** START Data supplied **

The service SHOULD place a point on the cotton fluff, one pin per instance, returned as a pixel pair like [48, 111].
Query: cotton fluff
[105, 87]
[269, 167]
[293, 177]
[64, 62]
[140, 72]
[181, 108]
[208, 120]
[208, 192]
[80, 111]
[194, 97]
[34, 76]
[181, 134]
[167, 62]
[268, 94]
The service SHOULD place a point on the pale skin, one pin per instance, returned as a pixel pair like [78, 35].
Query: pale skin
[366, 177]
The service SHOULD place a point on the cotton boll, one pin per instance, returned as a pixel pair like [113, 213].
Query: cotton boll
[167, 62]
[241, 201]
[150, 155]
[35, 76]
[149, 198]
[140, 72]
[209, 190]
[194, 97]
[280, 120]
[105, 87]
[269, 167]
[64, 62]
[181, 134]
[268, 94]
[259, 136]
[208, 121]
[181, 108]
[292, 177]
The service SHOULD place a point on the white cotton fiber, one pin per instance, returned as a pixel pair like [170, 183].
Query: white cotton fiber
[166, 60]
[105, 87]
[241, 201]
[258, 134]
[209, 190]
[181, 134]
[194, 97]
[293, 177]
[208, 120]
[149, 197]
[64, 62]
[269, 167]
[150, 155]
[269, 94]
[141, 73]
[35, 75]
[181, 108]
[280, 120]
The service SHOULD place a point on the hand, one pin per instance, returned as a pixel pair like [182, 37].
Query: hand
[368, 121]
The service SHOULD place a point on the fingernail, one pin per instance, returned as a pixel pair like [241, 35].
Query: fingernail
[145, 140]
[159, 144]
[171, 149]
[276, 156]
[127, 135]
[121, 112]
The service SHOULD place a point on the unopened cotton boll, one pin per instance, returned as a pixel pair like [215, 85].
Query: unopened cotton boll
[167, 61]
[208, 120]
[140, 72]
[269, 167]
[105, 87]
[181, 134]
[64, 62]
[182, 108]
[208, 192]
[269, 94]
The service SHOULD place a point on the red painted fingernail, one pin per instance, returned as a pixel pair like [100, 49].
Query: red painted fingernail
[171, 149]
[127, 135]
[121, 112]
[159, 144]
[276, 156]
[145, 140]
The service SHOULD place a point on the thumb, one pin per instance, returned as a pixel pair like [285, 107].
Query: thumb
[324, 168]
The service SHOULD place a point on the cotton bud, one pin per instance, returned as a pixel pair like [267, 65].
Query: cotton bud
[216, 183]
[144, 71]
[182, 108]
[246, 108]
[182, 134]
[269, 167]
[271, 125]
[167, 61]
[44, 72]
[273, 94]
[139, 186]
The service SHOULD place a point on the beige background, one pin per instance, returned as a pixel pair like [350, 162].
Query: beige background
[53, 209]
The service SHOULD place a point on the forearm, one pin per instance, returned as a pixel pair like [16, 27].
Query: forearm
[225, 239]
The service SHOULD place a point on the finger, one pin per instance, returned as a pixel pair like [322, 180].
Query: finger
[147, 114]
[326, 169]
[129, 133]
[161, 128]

** END Data supplied **

Your goal
Please quote the data above in full, with no line missing.

Exercise result
The service SHOULD place a point on the cotton fluff, one pin per instance, returned as a pixel pair like [48, 111].
Query: cotton fluff
[105, 87]
[269, 167]
[293, 177]
[64, 62]
[140, 72]
[181, 108]
[208, 120]
[208, 192]
[80, 111]
[194, 97]
[34, 76]
[181, 134]
[167, 62]
[268, 94]
The service SHOULD place a point on the pale skin, one pin per instance, returned as a pixel pair like [78, 35].
Query: pale skin
[366, 177]
The service SHOULD place a point on the cotton boll, one pin per instance, returned as a pixel pair like [113, 213].
Query: cotton boll
[167, 62]
[241, 201]
[150, 155]
[35, 76]
[149, 198]
[140, 72]
[209, 190]
[194, 97]
[280, 120]
[105, 87]
[269, 167]
[64, 62]
[181, 134]
[268, 94]
[259, 136]
[208, 121]
[181, 108]
[292, 177]
The service SHOULD place a point on the white cotton fiber, one pin per instance, returned as a pixel pair like [170, 183].
Query: white cotton fiber
[166, 60]
[105, 87]
[241, 201]
[258, 134]
[209, 190]
[181, 134]
[194, 97]
[293, 177]
[208, 120]
[149, 197]
[64, 62]
[269, 167]
[150, 155]
[269, 94]
[141, 73]
[35, 75]
[181, 108]
[280, 120]
The service SHOULD place a point on the hand, one pin per instance, returned as a pixel pair like [182, 37].
Query: hand
[368, 121]
The service SHOULD place a point on the fingernail, one pin per instance, returned as a pixel pair like [241, 35].
Query: fingernail
[145, 140]
[159, 144]
[171, 149]
[276, 156]
[127, 135]
[121, 112]
The service SHOULD place a point on the unopened cotton boll, one pin per instance, returned as a pixel pair like [215, 85].
Query: unopened cotton boll
[167, 61]
[208, 120]
[140, 72]
[269, 167]
[105, 87]
[181, 134]
[64, 62]
[182, 108]
[208, 192]
[269, 94]
The service SHOULD place a point on the red painted fingernail, one pin per instance, returned as a pixel pair like [100, 49].
Query: red painted fingernail
[171, 149]
[127, 135]
[121, 112]
[159, 144]
[276, 156]
[145, 140]
The service SHOULD place a point on the thumb, one pin per instance, returned as a pixel pair like [285, 107].
Query: thumb
[324, 168]
The service SHOULD place a point on the cotton bud, one pin per instance, returned as a pixel pair like [267, 65].
Query: cotton bud
[216, 183]
[144, 71]
[182, 108]
[246, 108]
[182, 134]
[269, 167]
[271, 125]
[167, 61]
[44, 72]
[273, 94]
[139, 186]
The service SHOULD place a point on the beige background, one pin per instance, returned as a pixel pair like [350, 162].
Query: beige background
[53, 209]
The service SHOULD place a point on the forearm, one pin per instance, returned as a pixel pair like [16, 27].
Query: forearm
[225, 239]
The service SHOULD place a point on the finger, one pin per instance, returned as a pixel pair like [322, 180].
Query: finger
[147, 114]
[326, 169]
[129, 133]
[161, 128]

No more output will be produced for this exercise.